=== Extracted data ===

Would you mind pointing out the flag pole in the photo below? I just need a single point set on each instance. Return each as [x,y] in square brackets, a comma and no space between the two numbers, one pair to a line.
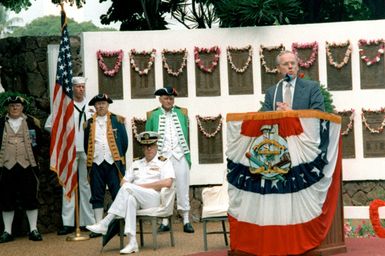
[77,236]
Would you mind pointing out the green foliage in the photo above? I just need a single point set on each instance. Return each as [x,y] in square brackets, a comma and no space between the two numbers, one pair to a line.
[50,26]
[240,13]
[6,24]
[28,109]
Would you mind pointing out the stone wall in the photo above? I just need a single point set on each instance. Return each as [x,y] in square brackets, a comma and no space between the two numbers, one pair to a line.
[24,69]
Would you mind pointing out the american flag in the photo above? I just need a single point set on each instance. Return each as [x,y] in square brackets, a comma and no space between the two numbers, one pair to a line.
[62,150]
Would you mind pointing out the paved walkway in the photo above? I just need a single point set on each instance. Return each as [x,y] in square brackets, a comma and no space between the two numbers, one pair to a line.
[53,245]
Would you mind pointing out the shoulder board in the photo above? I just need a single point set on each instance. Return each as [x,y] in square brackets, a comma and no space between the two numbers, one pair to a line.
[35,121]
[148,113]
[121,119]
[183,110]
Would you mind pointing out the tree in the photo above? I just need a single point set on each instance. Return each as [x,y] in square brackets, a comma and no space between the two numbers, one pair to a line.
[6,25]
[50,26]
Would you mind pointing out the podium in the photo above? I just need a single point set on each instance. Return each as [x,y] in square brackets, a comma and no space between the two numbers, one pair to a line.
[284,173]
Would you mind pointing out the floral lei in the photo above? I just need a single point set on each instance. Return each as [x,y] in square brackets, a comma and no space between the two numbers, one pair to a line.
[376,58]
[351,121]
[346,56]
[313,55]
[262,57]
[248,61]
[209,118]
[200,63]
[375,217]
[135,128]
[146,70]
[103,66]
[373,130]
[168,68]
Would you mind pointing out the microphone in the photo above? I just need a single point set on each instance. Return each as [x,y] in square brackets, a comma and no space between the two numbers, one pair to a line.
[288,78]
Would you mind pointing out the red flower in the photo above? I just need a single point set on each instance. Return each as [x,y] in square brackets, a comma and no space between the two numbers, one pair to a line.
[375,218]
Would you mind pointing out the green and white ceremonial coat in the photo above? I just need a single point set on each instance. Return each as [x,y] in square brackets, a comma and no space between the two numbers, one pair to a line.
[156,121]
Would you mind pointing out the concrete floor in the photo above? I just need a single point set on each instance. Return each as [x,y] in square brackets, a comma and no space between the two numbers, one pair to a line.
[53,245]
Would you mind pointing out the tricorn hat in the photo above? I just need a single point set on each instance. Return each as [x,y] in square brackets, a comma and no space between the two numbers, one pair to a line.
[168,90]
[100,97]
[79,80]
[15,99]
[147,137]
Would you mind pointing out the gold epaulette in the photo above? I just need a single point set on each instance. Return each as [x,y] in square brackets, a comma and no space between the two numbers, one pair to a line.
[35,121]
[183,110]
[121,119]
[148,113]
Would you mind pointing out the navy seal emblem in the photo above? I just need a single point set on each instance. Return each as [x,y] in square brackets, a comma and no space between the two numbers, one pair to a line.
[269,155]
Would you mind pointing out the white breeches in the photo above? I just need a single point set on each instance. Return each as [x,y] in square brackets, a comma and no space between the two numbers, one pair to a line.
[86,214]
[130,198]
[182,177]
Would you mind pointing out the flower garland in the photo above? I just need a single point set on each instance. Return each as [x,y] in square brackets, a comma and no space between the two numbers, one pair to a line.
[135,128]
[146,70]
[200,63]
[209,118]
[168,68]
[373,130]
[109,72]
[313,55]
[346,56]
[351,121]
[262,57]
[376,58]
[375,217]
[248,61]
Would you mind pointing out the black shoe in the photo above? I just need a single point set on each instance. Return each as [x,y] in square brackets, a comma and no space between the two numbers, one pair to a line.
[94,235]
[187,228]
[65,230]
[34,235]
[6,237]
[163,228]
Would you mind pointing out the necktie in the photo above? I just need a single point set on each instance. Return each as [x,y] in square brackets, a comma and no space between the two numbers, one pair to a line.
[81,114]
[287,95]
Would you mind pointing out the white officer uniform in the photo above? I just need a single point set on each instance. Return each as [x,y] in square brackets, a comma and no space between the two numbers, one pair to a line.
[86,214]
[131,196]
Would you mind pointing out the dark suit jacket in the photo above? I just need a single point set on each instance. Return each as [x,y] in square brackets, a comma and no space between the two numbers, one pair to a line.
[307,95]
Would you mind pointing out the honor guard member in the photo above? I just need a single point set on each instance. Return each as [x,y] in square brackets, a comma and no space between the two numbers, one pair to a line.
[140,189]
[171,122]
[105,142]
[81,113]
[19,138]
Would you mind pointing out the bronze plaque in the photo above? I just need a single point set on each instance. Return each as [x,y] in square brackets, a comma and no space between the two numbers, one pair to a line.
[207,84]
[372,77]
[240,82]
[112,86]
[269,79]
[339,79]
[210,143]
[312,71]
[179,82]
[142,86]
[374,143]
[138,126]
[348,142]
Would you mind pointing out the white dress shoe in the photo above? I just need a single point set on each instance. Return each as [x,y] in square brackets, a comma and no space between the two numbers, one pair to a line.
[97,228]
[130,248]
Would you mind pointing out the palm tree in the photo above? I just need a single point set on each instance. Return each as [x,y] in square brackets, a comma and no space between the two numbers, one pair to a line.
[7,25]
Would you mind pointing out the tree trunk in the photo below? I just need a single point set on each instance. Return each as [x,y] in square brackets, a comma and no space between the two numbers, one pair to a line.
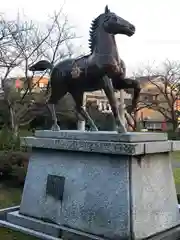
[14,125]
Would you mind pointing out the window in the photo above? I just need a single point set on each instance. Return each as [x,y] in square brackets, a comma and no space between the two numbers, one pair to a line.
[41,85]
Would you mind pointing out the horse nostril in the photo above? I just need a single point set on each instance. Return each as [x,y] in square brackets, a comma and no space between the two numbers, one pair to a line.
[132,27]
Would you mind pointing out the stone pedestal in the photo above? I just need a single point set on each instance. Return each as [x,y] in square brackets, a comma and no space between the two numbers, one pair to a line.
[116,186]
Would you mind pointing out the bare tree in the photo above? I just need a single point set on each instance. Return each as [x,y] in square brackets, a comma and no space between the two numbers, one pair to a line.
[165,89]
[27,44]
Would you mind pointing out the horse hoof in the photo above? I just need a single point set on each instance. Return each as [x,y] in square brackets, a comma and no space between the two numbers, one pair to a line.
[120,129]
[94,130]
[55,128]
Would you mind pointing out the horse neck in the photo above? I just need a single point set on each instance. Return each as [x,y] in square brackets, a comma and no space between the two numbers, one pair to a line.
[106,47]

===

* **Short exercise**
Write out all the entries exactly, except for the pictures.

* **Expected output**
Would you mind pointing out the flag pole in the photo below? I just need a single point set on each instance. Return each as [x,y] in square brackets, a comma and no space between the two numbers, one pair to a line.
[77,236]
Would you mind pointing out the green foliage in the photo above? I just need a single point set on each instance. Return each as [x,y] in square brackets, a comma and no space between the two numbers, one pair to a line.
[50,26]
[240,13]
[6,24]
[28,109]
Would you mind pointing out the stone wall in the photo above? I just need a single point set on each instance. Return each as [x,y] in square brackets, a comma and no space between the two numbers, one pair to a line.
[24,69]
Would you mind pointing out the american flag in the photo above? I just need a single point set on each instance. Return each as [x,y] in square brackets, a comma and no space between the two numbers, one pair to a line.
[62,150]
Would you mind pointing out the paved walkway in the photo above? I just need a single point set on each instance. Return each as [x,y] in square brackets, a comma and no space between the two numbers, one pair to a line.
[53,245]
Would you mind pointing out the shoulder board in the photo above? I just need a single point set on each instance. Return each as [x,y] in square brackets, a comma and no space between the two numbers, one pair to a line.
[35,121]
[148,113]
[121,119]
[183,110]
Would you mind pointing out the tree in the photo above? I just need a single point set on each instance. Return each as [x,y] in square brackets, a comma and no space between the two numbers, one pair to a line.
[6,25]
[50,26]
Would you mind pointing out the podium in the photo above? I just need a single point set on each instance. Return each as [x,y] in square brackets, a comma and no space between the two numbers, one pair to a line.
[284,173]
Would you mind pointing out the floral lei in the photo above? I just need a single point set on each instance. Return each as [x,y] in square brackets, a comma and no space between the two numbers, one pair to a line.
[376,58]
[351,121]
[346,56]
[313,55]
[262,57]
[248,61]
[209,118]
[200,63]
[375,217]
[135,128]
[146,70]
[103,66]
[373,130]
[168,68]
Would you mind pointing out the microphone in the photo above? I just need a single point set on each instance. Return each as [x,y] in square brackets, a comma and no space between the two numbers, one pair to a line.
[288,78]
Would you mind pointing out the red flower in the photo above? I just need a single point set on each instance. Return each as [x,y] in square brackets, a comma and no space between the two numbers, one pair to a line.
[375,218]
Would you mind pointing out the green and white ceremonial coat in the photo above? I just need a single point set on each instance. Return each as [x,y] in square brackets, a comma and no space between the two numbers, one pair to a line.
[156,121]
Would you mind pointing out the concrete floor in the photo above? I just need a single point set on each instance. Return each as [x,y] in square brackets, a comma and no space between the two numbers, one pair to a line.
[53,245]
Would you mind pointing out the tricorn hat in the photo above? I just need a single point set on each instance. Return each as [x,y] in square brackets, a comma and no space between the two numbers, one pair to a line.
[168,90]
[100,97]
[79,80]
[15,99]
[147,137]
Would you mind pointing out the gold epaulette in the photo above? I just need a single point set on each instance. Return each as [x,y] in square brackets, a comma and no space between the two numbers, one pair to a line.
[35,121]
[183,110]
[121,119]
[148,113]
Would you mind pointing out the navy seal emblem in the photo above? I just need a single point set on each instance. Return each as [x,y] in square brackets, a comma and no space between the two numbers, one pair to a line.
[269,155]
Would you mind pointing out the white breeches in the photo above? I just need a single point set on each instance. Return each as [x,y] in square brackets, a comma and no space between the two numbers, one pair to a line.
[86,214]
[130,198]
[182,177]
Would you mind pointing out the flower garland in the photo above? I just need a single point set on each instance. Return each as [x,y] in square brackets, a comma and no space between the two numbers, one pair to a line.
[135,128]
[146,70]
[200,63]
[209,118]
[168,68]
[373,130]
[109,72]
[313,55]
[346,56]
[351,121]
[262,57]
[376,58]
[375,217]
[248,61]
Would you mind pointing out the black shoe in the photo above? I just need a single point set on each instance. Return each as [x,y] in square brackets, a comma and no space between the two numbers, one pair to a line.
[94,235]
[187,228]
[65,230]
[34,235]
[6,237]
[163,228]
Would you mind pointing out the necktie in the photo above? I just need a single point set on each instance. Return each as [x,y] in square brackets, a comma and no space between the two numbers, one pair to a line.
[81,114]
[287,95]
Would you mind pointing out the white officer uniform in the photo above? I just need a single point set on each instance. Return each as [x,y] in square brackets, a comma and no space between the two numbers, one pair to a line.
[86,214]
[131,196]
Would you mind pointing out the dark suit jacket in the photo above? I just need a single point set on each instance. Return each as [x,y] in square brackets, a comma and no space between the two numbers, one pair to a line.
[307,95]
Would you mind pointing out the honor guard member in the photo above? I just need a single point set on each instance. Return each as [x,y] in square brackets, a comma and no space between the two numbers, one pair to a line.
[140,189]
[171,122]
[105,142]
[81,113]
[19,138]
Would you mind pointing out the bronze plaque in the photo above? I just need a single point set on each instance. Return each as [x,y] in square brackets, a comma and no space between the two numbers, one pair to a line.
[207,84]
[372,77]
[240,82]
[112,86]
[269,79]
[339,79]
[210,143]
[312,71]
[179,82]
[142,86]
[374,143]
[138,126]
[348,142]
Would you mind pointing out the white dress shoe in the photo above? I just need a single point set on each instance. Return each as [x,y] in square brackets, a comma and no space between the two numbers, one pair to a line.
[97,228]
[130,248]
Would you mind pointing out the palm tree in the photo above? I just need a single point set on each instance. Return each as [x,y] in square brackets, a comma and no space between the two numbers, one pair to a line.
[7,25]
Would you mind pointing out the tree trunk in the photo below? I just need a single point set on each instance. Return each as [x,y] in square brackets, a comma and no space between the two numbers, one pair to a line.
[14,125]
Would you mind pointing out the window in the photo above? I just need a single point set on each instance. Return each as [x,y] in square brackets, a comma and no space between the two numbers, one pair to a line.
[41,85]
Would you mind pointing out the horse nostril in the photo above? I just need a single point set on each instance. Return each as [x,y] in square brackets, a comma and no space between the two numbers, one pair to a line.
[132,27]
Would you mind pointing out the stone pedestal in the photo above? I just need a single point set on each instance. Return each as [x,y] in square brackets, a comma and no space between the two numbers, one pair to a line.
[116,186]
Would you mind pointing out the bare tree in the photo above? I just need a single point set on each instance. Return each as [x,y] in square brackets, a comma and no space between the two numbers, one pair to a line.
[165,89]
[27,44]
Would you mind pointing out the horse hoof in the photo above? I just need a single point set on each instance. Return each as [x,y] in square brackets, a comma and no space between the two numbers, one pair to a line.
[120,129]
[94,130]
[55,128]
Would you mind pointing out the horse neck in the photo above? I just need a single point set on each instance. Return each as [x,y] in square brackets, a comma and no space between the two numbers, one pair to a line.
[106,47]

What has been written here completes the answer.